#### TASK GOAL:
Count the lines in the records below that contain the string "trousers", matching case exactly. Reply with the number alone.

#### DATA FOR THIS EXERCISE:

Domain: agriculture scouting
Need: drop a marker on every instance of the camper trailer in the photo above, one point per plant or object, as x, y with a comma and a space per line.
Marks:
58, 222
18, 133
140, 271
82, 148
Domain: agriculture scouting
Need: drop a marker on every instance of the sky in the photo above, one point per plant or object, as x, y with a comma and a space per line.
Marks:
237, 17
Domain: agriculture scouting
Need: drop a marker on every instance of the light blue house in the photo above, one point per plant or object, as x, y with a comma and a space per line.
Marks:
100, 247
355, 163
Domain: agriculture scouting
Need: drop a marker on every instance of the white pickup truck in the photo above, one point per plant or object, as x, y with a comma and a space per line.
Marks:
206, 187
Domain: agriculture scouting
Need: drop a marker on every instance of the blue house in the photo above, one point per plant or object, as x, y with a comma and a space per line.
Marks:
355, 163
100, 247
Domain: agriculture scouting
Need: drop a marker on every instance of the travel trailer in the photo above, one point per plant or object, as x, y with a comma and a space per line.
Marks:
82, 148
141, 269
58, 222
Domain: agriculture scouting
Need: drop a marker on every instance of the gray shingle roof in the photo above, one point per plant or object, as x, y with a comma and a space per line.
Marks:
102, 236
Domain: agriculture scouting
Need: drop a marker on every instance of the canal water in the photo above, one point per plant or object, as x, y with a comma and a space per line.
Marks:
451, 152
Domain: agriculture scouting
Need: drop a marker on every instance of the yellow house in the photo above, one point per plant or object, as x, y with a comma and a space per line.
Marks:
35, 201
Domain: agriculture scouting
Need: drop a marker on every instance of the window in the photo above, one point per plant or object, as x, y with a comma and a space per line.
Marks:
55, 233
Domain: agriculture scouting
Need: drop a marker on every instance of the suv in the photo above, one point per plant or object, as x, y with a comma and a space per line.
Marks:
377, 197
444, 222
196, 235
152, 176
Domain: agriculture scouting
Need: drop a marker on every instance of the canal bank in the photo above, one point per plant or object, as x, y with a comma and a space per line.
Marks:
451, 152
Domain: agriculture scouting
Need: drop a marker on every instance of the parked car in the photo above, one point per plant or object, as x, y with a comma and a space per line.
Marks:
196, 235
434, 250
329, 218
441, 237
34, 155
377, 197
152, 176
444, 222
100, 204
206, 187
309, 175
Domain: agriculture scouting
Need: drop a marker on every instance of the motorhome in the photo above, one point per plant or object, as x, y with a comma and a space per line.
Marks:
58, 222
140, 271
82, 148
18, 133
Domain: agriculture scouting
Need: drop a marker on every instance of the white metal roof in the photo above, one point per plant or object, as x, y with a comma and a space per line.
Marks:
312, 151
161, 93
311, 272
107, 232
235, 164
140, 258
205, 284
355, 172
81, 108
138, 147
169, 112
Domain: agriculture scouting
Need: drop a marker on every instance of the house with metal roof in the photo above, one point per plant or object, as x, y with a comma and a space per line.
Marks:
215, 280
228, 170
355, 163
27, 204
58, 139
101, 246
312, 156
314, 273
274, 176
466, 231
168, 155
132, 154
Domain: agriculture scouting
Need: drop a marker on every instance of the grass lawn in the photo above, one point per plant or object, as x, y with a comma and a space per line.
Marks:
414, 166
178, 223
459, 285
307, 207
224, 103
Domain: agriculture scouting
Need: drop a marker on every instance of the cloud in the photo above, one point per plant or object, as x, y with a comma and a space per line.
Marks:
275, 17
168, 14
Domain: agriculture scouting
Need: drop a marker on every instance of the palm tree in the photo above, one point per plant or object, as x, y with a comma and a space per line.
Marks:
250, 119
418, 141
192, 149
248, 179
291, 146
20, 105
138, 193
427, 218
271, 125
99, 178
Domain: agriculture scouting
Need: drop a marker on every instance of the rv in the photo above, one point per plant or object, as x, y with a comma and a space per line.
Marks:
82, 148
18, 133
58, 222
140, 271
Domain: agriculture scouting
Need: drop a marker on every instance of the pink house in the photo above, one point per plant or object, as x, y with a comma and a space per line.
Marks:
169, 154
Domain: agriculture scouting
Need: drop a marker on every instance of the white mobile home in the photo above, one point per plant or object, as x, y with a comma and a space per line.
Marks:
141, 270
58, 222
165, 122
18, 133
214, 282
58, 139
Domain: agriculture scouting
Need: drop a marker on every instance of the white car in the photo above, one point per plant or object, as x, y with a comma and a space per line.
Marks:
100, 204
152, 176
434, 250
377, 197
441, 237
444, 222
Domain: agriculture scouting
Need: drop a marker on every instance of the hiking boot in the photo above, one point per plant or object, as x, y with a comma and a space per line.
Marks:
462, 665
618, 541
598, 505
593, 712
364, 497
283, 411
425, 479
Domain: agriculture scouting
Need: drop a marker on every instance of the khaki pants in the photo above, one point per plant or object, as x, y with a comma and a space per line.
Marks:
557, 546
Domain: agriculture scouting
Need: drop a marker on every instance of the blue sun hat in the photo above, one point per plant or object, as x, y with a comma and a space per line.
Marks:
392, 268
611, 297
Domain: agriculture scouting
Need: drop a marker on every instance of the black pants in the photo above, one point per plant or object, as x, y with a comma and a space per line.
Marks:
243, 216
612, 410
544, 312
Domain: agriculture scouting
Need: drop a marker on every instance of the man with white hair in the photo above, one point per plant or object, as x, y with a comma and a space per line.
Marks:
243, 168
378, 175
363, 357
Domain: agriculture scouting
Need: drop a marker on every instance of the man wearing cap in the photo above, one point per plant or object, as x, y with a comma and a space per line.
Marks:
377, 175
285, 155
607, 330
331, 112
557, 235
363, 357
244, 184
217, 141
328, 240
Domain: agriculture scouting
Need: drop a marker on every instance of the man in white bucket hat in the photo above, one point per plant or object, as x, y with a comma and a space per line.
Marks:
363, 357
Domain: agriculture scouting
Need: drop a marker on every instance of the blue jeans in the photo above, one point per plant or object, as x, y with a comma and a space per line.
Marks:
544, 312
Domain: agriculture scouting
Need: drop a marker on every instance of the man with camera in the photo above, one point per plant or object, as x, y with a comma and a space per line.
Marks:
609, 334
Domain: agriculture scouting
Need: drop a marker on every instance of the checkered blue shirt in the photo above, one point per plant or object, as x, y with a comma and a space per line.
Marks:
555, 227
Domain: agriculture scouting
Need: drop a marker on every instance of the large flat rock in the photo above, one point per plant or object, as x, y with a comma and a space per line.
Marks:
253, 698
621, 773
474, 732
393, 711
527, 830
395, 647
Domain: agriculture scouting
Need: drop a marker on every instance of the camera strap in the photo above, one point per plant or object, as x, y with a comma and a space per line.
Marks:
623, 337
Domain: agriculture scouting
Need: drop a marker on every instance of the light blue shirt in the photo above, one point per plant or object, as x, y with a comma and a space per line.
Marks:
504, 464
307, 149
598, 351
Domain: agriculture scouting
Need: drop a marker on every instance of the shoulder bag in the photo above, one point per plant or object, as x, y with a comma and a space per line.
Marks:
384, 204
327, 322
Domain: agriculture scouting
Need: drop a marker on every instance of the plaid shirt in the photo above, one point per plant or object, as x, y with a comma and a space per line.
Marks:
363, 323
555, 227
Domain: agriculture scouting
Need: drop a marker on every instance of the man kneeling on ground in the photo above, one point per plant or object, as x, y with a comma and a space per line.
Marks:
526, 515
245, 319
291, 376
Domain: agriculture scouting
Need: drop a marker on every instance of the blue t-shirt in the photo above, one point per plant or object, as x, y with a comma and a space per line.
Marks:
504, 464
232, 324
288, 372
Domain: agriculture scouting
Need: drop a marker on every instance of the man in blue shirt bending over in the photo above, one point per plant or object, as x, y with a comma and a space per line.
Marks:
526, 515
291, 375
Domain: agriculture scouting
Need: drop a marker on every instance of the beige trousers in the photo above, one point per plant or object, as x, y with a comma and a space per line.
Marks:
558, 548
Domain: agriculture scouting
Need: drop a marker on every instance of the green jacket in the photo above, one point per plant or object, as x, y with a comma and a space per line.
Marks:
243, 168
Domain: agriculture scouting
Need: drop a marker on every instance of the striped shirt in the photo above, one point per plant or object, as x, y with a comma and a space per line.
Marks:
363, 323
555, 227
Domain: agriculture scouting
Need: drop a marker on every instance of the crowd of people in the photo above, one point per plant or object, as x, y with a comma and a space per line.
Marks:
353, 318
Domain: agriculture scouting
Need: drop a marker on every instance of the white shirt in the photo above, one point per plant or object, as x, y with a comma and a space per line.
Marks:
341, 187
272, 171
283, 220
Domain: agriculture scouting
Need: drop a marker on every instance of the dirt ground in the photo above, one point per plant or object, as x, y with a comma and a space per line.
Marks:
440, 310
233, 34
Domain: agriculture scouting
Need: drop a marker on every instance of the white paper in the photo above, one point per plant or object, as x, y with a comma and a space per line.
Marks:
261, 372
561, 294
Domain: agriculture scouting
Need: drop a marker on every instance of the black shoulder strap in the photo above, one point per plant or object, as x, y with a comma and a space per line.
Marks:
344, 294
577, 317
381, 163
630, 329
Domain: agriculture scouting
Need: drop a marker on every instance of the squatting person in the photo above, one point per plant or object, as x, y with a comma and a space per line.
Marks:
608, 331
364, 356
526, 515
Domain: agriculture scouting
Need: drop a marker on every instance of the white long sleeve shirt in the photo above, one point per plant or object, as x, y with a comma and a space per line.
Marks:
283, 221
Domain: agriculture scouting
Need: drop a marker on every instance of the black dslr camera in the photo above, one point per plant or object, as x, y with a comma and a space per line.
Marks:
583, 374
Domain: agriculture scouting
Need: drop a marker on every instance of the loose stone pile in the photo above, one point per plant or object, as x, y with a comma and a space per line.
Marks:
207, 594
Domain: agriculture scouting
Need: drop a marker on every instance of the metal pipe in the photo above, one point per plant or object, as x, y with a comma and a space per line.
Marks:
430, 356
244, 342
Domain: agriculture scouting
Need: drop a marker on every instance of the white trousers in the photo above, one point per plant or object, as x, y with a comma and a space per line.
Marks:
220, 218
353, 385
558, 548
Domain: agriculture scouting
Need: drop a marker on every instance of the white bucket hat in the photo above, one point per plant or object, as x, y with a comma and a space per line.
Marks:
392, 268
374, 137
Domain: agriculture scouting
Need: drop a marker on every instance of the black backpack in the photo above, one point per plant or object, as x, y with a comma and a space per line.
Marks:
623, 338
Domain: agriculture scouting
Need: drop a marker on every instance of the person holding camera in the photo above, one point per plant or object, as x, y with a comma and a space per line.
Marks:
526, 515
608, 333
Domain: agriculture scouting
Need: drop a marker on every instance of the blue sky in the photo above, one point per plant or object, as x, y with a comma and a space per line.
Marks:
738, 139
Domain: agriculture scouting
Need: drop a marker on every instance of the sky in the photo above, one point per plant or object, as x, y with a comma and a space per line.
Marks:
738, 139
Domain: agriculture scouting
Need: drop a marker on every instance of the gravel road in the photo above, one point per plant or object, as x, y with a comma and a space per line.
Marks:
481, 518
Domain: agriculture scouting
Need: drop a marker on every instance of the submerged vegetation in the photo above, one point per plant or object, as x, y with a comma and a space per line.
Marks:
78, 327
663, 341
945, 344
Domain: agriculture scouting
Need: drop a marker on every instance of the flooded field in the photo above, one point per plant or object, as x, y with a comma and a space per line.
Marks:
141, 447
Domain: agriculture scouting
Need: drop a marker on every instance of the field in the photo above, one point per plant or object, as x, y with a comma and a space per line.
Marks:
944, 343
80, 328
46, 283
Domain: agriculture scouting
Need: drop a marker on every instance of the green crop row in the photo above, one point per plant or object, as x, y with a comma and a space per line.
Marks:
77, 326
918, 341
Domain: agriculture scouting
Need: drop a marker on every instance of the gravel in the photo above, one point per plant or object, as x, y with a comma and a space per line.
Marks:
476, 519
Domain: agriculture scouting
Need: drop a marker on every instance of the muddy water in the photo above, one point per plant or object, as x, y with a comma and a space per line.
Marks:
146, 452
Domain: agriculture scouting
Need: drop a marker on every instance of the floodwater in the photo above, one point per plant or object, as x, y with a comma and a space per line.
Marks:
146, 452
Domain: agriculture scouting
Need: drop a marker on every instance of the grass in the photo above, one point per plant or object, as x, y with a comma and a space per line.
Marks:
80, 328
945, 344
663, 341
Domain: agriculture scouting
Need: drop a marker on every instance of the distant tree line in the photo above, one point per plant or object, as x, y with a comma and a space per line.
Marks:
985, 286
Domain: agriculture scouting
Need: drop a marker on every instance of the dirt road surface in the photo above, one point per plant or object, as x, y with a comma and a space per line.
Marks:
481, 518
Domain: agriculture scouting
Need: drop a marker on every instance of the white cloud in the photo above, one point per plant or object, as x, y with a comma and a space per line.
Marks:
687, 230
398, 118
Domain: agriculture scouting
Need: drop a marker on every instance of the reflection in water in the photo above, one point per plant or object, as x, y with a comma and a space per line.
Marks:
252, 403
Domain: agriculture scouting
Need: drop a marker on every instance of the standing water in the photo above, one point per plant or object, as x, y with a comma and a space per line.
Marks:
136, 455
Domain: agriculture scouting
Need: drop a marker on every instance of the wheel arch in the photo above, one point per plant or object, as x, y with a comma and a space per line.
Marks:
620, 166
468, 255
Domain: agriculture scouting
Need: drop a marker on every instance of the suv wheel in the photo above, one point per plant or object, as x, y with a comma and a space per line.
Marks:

#### WRITTEN SOLUTION:
2